Using the information -
a - Answer these questions from the text on the lilac-crowned fruit dove:
(i) Which family does the species belong to?
(ii) What conservation status is given?
(iii) By what two other names is the bird known?
b - Write the next part of the text on the lilac-crowned fruit dove, starting after its last sentence.
===== Source extract =====
Scientific classification
- Kingdom: Animalia
- Phylum: Chordata
- Class: Aves
- Order: Columbiformes
- Family: Columbidae
- Genus: Ptilinopus
- Species: P. rarotongensis
- Binomial name: Ptilinopus rarotongensis Hartlaub & Finsch, 1871
- Subspecies: P. r. rarotongensis – 1871; P. r. goodwini – 1974;

= Lilac-crowned fruit dove =

- Genus: Ptilinopus
- Species: rarotongensis
- Authority: Hartlaub & Finsch, 1871
- Conservation status: NT

Species of bird

The lilac-crowned fruit dove (Ptilinopus rarotongensis), also known as the Rarotonga fruit-dove or Cook Islands fruit-dove, is one of over 50 species of Ptilinopus (the fruit doves or fruit pigeons).
===== Recorded data =====
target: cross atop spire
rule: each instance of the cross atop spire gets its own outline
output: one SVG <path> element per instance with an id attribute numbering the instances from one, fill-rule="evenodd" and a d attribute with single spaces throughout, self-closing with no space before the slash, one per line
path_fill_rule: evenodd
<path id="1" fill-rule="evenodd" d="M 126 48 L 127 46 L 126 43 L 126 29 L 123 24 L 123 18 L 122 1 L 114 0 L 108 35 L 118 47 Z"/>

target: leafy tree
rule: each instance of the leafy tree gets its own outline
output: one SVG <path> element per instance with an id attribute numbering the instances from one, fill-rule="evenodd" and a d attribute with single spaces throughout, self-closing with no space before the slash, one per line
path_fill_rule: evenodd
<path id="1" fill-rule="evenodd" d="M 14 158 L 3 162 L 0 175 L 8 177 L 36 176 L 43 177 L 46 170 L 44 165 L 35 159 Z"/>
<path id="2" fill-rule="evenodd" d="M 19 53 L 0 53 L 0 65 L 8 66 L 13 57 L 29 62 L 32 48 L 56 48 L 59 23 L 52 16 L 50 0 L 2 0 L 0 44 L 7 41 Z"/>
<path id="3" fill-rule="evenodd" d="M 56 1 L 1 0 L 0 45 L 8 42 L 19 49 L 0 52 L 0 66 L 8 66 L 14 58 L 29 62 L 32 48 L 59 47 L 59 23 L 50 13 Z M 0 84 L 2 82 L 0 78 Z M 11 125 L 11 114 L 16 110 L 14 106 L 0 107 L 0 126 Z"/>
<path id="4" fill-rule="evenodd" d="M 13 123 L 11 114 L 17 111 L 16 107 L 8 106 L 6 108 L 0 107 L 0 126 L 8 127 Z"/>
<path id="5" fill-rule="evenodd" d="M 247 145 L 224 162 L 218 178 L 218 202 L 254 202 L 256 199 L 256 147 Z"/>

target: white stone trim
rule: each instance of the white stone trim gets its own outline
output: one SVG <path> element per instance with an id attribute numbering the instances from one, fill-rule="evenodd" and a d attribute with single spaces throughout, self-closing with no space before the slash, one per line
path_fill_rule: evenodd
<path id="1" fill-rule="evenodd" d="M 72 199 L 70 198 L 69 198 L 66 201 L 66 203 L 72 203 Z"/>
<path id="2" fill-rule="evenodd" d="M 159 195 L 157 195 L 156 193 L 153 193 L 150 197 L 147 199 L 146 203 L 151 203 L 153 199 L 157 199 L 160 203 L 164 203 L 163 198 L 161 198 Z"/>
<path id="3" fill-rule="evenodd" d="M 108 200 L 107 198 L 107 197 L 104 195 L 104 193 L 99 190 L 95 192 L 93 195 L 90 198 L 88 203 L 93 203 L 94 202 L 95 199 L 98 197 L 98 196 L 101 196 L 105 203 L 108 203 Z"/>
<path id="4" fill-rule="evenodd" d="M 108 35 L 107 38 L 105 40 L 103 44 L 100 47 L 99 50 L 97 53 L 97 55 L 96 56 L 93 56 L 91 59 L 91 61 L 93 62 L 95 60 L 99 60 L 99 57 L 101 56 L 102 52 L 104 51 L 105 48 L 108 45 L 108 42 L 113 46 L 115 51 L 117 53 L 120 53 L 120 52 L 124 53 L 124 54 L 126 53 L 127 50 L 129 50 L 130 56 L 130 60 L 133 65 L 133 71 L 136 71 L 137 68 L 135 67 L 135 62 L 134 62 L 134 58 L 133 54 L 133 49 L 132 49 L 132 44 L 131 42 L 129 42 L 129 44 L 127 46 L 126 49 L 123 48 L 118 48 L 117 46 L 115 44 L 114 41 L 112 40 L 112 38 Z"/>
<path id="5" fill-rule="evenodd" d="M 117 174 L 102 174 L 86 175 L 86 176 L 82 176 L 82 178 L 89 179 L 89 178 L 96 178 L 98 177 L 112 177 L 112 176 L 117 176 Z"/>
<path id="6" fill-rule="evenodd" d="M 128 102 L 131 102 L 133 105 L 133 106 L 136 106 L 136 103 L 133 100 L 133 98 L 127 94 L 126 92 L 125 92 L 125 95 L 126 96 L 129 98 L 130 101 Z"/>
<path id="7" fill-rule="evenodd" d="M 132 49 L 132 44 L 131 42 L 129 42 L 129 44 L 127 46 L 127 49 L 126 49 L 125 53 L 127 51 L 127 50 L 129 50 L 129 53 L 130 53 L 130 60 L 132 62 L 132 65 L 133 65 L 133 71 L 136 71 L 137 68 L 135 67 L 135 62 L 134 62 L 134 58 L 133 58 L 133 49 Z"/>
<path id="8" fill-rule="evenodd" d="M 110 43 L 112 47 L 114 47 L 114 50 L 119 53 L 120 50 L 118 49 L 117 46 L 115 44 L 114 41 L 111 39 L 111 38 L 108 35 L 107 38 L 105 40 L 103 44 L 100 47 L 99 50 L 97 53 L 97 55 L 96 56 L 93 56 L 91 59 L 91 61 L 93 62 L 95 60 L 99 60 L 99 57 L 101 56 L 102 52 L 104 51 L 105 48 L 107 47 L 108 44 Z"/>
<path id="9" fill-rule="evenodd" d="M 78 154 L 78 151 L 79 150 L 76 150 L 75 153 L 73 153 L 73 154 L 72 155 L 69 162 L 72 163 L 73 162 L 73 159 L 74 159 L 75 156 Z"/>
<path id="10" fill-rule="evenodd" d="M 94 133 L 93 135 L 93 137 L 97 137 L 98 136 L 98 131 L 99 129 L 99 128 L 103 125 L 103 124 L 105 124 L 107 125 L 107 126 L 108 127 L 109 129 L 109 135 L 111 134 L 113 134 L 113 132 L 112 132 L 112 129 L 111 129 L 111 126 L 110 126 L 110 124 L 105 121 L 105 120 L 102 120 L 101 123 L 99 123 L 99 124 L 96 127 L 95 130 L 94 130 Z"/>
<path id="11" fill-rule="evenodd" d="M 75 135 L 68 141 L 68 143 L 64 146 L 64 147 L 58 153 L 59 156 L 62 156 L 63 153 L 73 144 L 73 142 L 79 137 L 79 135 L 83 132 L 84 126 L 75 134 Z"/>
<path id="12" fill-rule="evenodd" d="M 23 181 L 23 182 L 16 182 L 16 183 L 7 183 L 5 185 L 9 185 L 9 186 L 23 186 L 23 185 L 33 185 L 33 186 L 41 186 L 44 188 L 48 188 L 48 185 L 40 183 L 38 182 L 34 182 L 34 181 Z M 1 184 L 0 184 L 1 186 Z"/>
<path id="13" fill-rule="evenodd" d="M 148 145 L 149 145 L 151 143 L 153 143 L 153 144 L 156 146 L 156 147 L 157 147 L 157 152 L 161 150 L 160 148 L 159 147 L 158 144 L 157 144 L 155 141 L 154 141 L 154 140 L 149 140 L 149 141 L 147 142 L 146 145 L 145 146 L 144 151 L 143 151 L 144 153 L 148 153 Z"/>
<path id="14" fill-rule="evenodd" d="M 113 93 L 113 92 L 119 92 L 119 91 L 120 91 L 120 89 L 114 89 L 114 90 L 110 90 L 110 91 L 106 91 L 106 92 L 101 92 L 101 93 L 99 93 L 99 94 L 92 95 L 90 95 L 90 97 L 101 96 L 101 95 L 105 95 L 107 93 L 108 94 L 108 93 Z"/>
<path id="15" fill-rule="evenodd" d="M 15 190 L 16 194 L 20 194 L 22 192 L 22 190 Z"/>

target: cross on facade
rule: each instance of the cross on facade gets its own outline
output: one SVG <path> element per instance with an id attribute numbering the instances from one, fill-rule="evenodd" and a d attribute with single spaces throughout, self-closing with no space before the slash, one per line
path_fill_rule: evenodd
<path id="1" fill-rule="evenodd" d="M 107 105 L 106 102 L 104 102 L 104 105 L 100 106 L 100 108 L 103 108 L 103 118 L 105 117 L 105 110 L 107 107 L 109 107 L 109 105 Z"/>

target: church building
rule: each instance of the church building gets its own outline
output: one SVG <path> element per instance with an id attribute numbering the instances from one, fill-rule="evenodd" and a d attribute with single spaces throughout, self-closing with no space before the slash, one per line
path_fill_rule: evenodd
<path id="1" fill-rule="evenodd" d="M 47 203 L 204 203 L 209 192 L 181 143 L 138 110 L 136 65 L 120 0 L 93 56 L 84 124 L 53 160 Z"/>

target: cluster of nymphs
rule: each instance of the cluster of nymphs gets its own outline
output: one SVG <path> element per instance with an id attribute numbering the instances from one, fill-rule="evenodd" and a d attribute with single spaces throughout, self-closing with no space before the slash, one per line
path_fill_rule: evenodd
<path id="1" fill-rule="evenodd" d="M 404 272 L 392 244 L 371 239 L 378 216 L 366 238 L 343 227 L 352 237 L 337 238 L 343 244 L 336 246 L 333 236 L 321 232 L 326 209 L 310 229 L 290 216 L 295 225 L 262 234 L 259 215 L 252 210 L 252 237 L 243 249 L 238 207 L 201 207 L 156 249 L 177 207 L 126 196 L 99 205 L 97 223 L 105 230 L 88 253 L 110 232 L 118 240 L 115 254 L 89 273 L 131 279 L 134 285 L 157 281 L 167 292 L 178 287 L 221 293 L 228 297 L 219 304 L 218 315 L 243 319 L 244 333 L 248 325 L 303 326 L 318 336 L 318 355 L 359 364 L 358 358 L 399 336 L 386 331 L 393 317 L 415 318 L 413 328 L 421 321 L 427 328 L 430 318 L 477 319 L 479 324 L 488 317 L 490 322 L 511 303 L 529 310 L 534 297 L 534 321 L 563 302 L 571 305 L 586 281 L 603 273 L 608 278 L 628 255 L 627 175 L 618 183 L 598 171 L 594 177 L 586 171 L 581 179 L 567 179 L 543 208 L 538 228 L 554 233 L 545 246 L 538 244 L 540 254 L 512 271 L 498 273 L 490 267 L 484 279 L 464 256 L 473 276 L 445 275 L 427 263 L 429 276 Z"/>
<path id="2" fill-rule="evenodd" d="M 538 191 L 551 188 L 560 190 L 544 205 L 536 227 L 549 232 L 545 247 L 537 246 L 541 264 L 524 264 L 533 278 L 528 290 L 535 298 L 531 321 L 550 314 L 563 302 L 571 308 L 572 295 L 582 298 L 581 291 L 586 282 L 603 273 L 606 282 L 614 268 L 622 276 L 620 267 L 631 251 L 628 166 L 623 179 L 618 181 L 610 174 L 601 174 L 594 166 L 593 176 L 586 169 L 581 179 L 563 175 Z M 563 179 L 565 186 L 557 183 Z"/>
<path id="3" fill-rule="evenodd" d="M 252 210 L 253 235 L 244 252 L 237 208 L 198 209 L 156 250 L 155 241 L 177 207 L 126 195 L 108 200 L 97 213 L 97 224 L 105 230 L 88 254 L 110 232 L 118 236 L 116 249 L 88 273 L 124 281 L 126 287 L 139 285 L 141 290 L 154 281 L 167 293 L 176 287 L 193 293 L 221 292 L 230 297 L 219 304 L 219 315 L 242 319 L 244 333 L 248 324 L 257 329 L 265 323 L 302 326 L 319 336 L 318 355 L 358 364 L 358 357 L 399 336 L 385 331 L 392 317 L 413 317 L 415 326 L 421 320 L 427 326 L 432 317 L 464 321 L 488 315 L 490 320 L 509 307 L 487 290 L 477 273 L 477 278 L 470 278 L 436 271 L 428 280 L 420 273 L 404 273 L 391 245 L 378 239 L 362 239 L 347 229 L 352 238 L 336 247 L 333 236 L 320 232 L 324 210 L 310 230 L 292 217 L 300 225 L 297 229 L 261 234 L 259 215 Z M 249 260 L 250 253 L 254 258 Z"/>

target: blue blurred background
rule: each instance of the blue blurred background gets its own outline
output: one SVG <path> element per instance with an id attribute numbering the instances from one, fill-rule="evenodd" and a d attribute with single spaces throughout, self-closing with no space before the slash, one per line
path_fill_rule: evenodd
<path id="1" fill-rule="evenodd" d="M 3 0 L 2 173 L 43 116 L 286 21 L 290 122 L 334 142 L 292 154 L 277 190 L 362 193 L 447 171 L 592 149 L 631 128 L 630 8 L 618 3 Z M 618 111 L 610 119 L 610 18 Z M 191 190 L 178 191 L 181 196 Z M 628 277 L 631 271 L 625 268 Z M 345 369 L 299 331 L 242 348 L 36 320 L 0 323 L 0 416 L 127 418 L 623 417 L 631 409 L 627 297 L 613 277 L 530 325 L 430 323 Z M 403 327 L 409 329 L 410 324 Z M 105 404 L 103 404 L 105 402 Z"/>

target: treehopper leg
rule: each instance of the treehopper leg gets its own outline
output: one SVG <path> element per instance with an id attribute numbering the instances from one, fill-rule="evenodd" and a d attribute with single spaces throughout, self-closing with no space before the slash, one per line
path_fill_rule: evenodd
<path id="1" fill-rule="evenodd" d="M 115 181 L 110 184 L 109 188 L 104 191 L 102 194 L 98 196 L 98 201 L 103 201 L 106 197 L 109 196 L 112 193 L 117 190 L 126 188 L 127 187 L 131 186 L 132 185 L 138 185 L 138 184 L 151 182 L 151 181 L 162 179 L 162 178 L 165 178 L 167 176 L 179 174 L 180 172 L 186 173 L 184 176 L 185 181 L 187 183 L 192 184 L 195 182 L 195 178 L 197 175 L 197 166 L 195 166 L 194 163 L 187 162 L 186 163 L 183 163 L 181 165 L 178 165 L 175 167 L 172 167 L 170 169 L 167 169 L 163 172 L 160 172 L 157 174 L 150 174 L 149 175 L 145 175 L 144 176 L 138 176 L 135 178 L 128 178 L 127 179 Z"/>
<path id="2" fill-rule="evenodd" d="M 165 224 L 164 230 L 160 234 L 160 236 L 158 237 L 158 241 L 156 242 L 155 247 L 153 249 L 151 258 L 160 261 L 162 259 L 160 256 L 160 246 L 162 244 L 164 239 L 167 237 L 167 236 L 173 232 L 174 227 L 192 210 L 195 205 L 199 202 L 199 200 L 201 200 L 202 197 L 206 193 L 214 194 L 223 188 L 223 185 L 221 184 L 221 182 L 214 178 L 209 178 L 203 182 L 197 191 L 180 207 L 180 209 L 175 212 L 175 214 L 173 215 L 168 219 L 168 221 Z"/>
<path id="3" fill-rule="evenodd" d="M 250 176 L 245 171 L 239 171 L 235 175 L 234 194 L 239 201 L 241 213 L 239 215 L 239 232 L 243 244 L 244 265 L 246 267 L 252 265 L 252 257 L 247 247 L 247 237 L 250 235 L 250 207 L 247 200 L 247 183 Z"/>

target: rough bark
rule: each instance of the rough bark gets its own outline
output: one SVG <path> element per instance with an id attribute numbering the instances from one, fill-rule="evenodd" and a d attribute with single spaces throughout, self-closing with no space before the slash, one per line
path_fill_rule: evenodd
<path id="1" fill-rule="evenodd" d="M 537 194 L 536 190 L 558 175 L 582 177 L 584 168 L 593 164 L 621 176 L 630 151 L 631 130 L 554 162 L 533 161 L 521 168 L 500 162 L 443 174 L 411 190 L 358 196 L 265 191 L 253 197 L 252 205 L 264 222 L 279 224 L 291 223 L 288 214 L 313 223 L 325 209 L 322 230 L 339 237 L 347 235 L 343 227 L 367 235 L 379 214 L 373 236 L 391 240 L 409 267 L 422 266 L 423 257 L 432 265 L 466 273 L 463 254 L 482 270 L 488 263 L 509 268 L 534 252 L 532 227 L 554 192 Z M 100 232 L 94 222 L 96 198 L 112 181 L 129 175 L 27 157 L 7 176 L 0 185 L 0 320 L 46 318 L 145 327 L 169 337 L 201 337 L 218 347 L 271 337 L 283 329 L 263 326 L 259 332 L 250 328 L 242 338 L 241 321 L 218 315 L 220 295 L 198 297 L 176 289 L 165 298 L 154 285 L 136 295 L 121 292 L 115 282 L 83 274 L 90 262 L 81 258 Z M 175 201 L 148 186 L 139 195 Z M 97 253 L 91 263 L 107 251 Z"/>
=====
Your written answers -
a -
(i) Columbidae
(ii) NT
(iii) Rarotonga fruit-dove and Cook Islands fruit-dove

b -
== Taxonomy and systematics ==
The lilac-crowned fruit dove occurs in the Cook Islands and is split into two subspecies.
- Ptilinopus rarotongensis rarotongensis – occurs on Rarotonga
- Ptilinopus rarotongensis goodwini – occurs on Atiu

== Status ==
Due to the lilac-crowned fruit dove occurring only on two small islands now, they are at risk from sudden storms. The population is seen as stable, but is no larger than 2,500 individuals. The IUCN categorized the dove as "Near Threatened" as of 2021.